Text segment:
☆ ☆ ☆ ☆ ☆ ☆ ☆

Tuesday, November 27, 2012

Citrix Xenserver 6.1 + glusterfs test on vmare workstation 9

To organize my servers online and to seperate my different services I need several virtual machines. As a system admin I also like as much as possible control over my systems. So I want a redundant pool setup without spending too much money.
The idea is to rent 2 hardware servers for this and create a 2 node XenServer pool with glusterfs to replicate the storage to the 2 nodes and have it available via NFS. That way I can have live migration and also quickly start the virtual machines on the other node if one of the nodes goes down.

So I did a test-setup of my idea on vmware workstation 9 (since it supports intel-vt emulation). I created 2 virtual machines (xen1 and xen2) with 2 host-only networks (choose centos 64 bit, go along with the defaults (pick your own mem & disk size ofcourse), change the processor setting and activate "Virtualize Intel VT-x", redirect your dvd to the xenserver iso, remove floppy, printer and soundcard (you could even delete the usb)). The first host-only network (192.168.8.0/24) I use for admin and connecting (it is natted via my iptables on my fedora 16) and the second (192.168.9.0/24) I use for glusterfs and is not routed.
Xenserver is freely available from http://www.citrix.com/downloads/xenserver.html. In order to download you have to create an plain account on the citrix website. You can also download the xencenter admin tool but it's automatically available after xenserver install.

Next thing after xenserver is installed (the install is pretty straightforward so won't explain it here in detail, enough info via google if you need it) is to download and install glusterfs. You can download the glusterfs, glusterfs-fuse, glusterfs-server pkgs from the website http://download.gluster.org/pub/gluster/glusterfs/3.3/3.3.1/CentOS/epel-5/i386/ Scp the pkgs to both nodes and install them

[root@xen1 ~]# yum localinstall ./glusterfs-*rpm --nogpg -y 
Loaded plugins: fastestmirror
Setting up Local Package Process
Examining ./glusterfs-3.3.1-1.el5.i386.rpm: glusterfs-3.3.1-1.el5.i386
Marking ./glusterfs-3.3.1-1.el5.i386.rpm to be installed
Loading mirror speeds from cached hostfile
Examining ./glusterfs-fuse-3.3.1-1.el5.i386.rpm: glusterfs-fuse-3.3.1-1.el5.i386
Marking ./glusterfs-fuse-3.3.1-1.el5.i386.rpm to be installed
Examining ./glusterfs-server-3.3.1-1.el5.i386.rpm: glusterfs-server-3.3.1-1.el5.i386
Marking ./glusterfs-server-3.3.1-1.el5.i386.rpm to be installed
Resolving Dependencies
--> Running transaction check
---> Package glusterfs.i386 0:3.3.1-1.el5 set to be updated
---> Package glusterfs-fuse.i386 0:3.3.1-1.el5 set to be updated
---> Package glusterfs-server.i386 0:3.3.1-1.el5 set to be updated
--> Finished Dependency Resolution

...

☆ ☆ ☆ ☆ ☆ ☆ ☆

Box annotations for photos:
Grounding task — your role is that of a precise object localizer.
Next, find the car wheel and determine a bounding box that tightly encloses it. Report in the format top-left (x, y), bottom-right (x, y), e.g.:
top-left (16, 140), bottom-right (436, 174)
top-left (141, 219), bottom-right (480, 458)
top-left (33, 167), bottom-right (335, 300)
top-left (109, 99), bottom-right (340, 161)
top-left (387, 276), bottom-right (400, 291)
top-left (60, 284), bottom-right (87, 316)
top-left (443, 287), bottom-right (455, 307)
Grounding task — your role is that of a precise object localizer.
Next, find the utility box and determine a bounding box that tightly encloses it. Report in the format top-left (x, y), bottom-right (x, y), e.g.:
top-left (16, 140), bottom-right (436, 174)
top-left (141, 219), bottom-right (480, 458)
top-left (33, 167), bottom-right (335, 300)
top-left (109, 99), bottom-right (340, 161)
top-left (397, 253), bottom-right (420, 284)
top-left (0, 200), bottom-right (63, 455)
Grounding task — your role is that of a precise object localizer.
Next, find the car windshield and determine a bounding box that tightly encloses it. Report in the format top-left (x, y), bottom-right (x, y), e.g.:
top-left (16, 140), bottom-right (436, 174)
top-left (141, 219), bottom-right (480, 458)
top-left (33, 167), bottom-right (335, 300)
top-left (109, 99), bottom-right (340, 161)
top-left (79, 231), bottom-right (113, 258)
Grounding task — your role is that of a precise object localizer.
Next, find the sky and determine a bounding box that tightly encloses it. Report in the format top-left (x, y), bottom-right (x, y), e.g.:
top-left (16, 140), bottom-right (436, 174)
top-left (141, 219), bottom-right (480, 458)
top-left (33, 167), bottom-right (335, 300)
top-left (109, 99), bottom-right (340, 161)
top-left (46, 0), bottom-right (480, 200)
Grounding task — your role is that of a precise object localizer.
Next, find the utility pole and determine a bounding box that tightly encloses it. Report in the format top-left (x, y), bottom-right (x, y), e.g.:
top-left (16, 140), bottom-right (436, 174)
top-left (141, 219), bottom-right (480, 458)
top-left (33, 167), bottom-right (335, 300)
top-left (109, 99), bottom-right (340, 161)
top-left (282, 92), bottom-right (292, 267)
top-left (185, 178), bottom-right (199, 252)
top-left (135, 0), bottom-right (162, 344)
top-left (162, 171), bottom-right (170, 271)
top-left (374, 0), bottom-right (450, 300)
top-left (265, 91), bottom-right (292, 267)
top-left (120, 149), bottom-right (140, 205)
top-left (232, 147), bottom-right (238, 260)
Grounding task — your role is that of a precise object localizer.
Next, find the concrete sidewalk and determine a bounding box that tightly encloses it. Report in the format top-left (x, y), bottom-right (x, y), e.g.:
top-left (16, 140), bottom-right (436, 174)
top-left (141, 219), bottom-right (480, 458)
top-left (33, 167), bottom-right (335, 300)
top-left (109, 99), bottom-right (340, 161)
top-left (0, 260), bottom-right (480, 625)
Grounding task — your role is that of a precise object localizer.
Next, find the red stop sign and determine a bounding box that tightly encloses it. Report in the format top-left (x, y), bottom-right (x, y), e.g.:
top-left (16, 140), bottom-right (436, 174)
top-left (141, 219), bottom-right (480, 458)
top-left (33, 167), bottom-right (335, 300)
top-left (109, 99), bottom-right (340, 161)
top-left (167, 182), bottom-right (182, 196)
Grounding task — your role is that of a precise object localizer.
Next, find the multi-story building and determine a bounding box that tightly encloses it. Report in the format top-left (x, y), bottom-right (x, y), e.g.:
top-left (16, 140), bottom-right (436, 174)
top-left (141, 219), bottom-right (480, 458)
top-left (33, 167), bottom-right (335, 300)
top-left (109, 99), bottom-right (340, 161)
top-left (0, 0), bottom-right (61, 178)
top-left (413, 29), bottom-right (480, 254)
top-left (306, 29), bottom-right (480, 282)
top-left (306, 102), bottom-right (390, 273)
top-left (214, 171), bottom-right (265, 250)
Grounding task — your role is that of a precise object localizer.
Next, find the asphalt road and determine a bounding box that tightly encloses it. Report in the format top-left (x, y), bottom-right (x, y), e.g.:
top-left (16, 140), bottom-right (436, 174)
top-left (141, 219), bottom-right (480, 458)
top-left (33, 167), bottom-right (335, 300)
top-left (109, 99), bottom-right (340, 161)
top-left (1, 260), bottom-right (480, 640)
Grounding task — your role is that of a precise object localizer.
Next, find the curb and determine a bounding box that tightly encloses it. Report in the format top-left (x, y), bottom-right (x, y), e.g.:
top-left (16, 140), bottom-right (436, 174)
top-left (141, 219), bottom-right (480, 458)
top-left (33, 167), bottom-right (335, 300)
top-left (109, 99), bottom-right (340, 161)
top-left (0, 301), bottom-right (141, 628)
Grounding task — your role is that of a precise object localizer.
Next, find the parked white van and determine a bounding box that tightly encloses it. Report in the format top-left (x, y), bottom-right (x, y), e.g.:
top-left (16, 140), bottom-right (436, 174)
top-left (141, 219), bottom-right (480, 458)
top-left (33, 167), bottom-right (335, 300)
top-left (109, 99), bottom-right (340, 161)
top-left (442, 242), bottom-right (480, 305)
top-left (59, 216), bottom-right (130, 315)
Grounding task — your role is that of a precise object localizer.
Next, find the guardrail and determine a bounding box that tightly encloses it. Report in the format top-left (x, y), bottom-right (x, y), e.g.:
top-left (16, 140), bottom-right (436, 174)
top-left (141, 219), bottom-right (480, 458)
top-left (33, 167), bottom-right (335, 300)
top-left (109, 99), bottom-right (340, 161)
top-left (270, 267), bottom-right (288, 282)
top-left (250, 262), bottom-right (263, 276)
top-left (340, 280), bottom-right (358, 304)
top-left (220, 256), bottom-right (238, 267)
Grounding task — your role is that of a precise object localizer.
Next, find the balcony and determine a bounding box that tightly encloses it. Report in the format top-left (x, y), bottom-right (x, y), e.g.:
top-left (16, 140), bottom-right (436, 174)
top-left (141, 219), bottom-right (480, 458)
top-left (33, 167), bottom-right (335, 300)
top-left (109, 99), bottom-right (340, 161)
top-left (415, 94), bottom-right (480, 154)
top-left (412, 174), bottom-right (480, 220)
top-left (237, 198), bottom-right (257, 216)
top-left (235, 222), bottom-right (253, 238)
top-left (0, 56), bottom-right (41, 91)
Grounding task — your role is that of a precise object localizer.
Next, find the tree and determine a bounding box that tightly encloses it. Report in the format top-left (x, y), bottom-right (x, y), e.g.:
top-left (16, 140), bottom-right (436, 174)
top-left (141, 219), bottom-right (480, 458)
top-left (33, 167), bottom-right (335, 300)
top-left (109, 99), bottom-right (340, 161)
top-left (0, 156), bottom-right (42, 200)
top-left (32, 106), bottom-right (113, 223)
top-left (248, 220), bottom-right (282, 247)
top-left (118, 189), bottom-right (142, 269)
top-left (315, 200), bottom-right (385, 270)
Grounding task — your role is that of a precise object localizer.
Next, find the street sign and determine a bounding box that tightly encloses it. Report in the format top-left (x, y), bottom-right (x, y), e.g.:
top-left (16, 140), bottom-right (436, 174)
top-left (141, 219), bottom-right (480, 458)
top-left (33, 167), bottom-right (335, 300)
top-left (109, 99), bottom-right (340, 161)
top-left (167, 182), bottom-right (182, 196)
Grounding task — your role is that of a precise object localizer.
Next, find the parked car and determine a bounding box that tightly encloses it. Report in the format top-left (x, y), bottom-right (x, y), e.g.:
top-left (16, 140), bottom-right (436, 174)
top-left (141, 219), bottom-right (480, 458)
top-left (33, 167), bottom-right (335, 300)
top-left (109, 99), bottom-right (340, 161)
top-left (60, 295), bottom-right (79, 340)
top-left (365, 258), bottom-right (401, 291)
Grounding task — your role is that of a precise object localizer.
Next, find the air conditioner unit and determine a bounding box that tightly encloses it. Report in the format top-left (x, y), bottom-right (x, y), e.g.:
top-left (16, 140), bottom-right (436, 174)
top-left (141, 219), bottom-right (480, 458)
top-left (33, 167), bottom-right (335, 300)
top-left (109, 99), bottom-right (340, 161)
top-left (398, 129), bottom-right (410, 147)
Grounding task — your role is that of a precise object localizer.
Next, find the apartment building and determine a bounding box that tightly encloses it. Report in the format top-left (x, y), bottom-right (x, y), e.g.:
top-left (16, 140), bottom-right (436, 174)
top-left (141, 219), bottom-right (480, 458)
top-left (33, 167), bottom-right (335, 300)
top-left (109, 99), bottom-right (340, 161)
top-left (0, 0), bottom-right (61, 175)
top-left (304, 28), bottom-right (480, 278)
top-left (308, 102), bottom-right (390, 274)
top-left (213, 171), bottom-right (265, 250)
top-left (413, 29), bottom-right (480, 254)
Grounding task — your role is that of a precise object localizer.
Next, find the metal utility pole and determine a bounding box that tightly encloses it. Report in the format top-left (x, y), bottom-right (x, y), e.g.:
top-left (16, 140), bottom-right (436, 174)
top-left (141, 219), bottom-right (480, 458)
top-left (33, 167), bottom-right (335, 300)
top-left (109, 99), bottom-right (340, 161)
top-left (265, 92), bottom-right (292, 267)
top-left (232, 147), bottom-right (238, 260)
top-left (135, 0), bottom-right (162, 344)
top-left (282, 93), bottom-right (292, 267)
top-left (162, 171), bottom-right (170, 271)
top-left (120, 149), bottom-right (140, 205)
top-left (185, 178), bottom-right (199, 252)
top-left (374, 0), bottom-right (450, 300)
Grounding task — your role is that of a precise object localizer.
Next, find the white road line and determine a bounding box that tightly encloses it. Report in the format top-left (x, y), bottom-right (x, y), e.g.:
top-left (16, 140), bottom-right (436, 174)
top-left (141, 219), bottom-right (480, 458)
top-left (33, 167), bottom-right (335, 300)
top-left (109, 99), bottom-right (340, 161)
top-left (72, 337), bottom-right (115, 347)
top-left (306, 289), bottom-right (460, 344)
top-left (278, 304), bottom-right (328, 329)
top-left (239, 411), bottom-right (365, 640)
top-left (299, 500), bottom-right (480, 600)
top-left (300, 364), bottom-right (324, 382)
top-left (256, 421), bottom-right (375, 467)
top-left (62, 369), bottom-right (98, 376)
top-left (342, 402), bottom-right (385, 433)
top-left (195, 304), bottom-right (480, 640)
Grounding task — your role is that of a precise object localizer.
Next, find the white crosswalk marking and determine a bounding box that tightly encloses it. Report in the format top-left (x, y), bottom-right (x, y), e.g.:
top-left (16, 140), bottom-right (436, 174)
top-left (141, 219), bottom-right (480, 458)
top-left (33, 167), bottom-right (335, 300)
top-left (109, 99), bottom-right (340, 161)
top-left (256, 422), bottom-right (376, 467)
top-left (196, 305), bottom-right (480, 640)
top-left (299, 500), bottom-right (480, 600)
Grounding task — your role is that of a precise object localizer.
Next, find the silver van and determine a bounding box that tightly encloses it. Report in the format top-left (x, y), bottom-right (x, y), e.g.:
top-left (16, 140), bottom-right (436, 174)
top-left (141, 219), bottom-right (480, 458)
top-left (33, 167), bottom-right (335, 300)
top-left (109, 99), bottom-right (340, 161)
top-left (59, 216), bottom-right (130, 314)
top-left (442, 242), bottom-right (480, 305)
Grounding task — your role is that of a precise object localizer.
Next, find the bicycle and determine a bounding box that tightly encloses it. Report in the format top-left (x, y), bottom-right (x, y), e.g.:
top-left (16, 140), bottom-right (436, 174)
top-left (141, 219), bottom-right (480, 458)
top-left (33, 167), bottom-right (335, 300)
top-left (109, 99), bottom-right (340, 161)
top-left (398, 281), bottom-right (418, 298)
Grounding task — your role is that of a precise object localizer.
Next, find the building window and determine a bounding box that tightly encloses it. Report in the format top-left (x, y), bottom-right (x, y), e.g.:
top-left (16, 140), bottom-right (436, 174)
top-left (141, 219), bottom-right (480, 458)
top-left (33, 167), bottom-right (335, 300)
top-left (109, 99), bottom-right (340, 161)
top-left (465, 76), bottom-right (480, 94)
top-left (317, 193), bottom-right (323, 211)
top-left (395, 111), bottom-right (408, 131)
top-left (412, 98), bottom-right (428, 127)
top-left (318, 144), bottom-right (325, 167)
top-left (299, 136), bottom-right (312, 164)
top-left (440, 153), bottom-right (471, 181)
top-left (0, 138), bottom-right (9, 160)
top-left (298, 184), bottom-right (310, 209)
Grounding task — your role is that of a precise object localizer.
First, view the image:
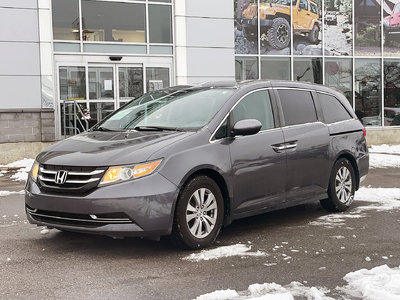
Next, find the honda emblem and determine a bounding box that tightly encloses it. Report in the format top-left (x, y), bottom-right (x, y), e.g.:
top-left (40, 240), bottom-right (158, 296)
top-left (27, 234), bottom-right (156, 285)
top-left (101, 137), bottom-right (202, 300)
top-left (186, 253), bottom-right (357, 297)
top-left (55, 170), bottom-right (68, 184)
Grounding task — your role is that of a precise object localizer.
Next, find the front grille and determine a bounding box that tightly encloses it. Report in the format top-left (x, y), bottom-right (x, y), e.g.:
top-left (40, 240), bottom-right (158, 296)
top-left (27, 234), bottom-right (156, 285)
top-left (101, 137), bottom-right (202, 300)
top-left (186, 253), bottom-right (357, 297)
top-left (26, 206), bottom-right (134, 227)
top-left (38, 165), bottom-right (105, 193)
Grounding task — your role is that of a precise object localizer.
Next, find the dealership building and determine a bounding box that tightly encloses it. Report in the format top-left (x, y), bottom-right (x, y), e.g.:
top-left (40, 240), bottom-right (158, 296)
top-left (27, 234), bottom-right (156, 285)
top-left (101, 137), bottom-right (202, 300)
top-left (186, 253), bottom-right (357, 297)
top-left (0, 0), bottom-right (400, 162)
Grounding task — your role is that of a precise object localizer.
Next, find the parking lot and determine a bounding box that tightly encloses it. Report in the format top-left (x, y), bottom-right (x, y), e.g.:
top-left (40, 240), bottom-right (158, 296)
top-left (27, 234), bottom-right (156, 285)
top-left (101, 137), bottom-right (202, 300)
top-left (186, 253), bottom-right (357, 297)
top-left (0, 168), bottom-right (400, 299)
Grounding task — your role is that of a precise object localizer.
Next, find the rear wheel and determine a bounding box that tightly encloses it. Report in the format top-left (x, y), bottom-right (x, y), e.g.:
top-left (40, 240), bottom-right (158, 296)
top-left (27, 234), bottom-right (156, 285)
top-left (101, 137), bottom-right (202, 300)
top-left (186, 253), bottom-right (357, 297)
top-left (267, 18), bottom-right (290, 50)
top-left (321, 158), bottom-right (356, 211)
top-left (308, 25), bottom-right (319, 44)
top-left (171, 176), bottom-right (224, 249)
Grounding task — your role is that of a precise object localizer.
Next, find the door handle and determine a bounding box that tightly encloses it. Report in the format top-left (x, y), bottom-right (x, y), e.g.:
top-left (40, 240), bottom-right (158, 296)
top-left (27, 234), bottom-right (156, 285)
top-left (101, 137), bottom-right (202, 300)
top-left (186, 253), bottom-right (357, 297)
top-left (271, 144), bottom-right (286, 153)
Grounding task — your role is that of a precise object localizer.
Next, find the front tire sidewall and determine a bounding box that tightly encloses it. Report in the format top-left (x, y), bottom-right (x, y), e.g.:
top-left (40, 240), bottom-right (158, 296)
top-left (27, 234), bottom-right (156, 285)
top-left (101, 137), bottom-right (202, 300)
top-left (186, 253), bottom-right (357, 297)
top-left (173, 176), bottom-right (224, 249)
top-left (328, 158), bottom-right (356, 211)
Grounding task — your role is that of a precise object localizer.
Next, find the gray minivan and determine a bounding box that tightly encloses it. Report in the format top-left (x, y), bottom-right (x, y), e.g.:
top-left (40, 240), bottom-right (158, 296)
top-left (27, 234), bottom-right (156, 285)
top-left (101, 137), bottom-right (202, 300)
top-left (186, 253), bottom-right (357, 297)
top-left (25, 81), bottom-right (369, 249)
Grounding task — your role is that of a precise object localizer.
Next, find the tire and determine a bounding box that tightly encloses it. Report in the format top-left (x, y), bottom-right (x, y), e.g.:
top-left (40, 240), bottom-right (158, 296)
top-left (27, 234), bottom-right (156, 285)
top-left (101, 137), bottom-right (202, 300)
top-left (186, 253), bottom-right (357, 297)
top-left (243, 27), bottom-right (258, 42)
top-left (320, 158), bottom-right (356, 212)
top-left (171, 176), bottom-right (224, 249)
top-left (267, 18), bottom-right (290, 50)
top-left (308, 24), bottom-right (319, 44)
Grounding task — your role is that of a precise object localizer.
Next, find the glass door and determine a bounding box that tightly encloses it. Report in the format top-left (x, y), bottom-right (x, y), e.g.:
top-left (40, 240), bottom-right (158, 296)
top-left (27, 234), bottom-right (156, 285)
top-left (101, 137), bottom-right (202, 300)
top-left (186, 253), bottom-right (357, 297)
top-left (116, 65), bottom-right (144, 107)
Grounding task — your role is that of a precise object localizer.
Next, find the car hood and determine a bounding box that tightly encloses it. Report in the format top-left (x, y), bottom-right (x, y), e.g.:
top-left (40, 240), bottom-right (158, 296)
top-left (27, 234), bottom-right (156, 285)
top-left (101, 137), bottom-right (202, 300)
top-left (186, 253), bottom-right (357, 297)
top-left (37, 131), bottom-right (194, 167)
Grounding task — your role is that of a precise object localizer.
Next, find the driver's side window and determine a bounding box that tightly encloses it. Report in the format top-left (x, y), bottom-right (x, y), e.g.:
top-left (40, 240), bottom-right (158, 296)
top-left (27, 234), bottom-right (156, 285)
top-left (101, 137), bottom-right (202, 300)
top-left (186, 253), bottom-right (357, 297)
top-left (231, 90), bottom-right (275, 130)
top-left (299, 0), bottom-right (308, 10)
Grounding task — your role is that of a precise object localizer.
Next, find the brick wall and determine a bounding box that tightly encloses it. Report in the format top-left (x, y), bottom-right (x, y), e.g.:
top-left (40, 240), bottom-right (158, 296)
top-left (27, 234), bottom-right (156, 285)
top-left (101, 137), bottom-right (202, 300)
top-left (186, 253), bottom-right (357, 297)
top-left (0, 110), bottom-right (55, 143)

☆ ☆ ☆ ☆ ☆ ☆ ☆

Exercise requirements:
A) Count the lines in the rows that contain the string "wheel", treating uppercase and lowercase as different. Reply with the number alone.
B) Pick up the write-up on testing XenServer with glusterfs from the point where it stops, and carry the setup forward.
The write-up and the rows come from unrelated sources.

Expected outputs:
A) 2

B)
Installed:
  glusterfs.i386 0:3.3.1-1.el5                  glusterfs-fuse.i386 0:3.3.1-1.el5                  glusterfs-server.i386 0:3.3.1-1.el5                 

Complete!

Don't forget to enable the services at boot time. And to start them (which I won't do here since I will reboot after I have cleared the local storage).
[root@xen1 ~]# chkconfig --list|grep gluster
glusterd        0:off 1:off 2:off 3:off 4:off 5:off 6:off
glusterfsd      0:off 1:off 2:off 3:off 4:off 5:off 6:off
[root@xen1 ~]# chkconfig glusterd  on
[root@xen1 ~]# chkconfig glusterfsd on
Since my VMs only have one disk (typical like rented hw servers) and that xenserver takes all of the disk at installation I needed some space for my glusterfs bricks. It is possible not to let xenserver use the disk for guest storage at installation, but then you have to install via and automated installation file (See appendix C of the installation doc)
You can also delete this local guest storage afterwards (on both nodes): find the sr-uuid for the local storage, find the pbd, unplug the pbd, remove the sr and clean the lvm config.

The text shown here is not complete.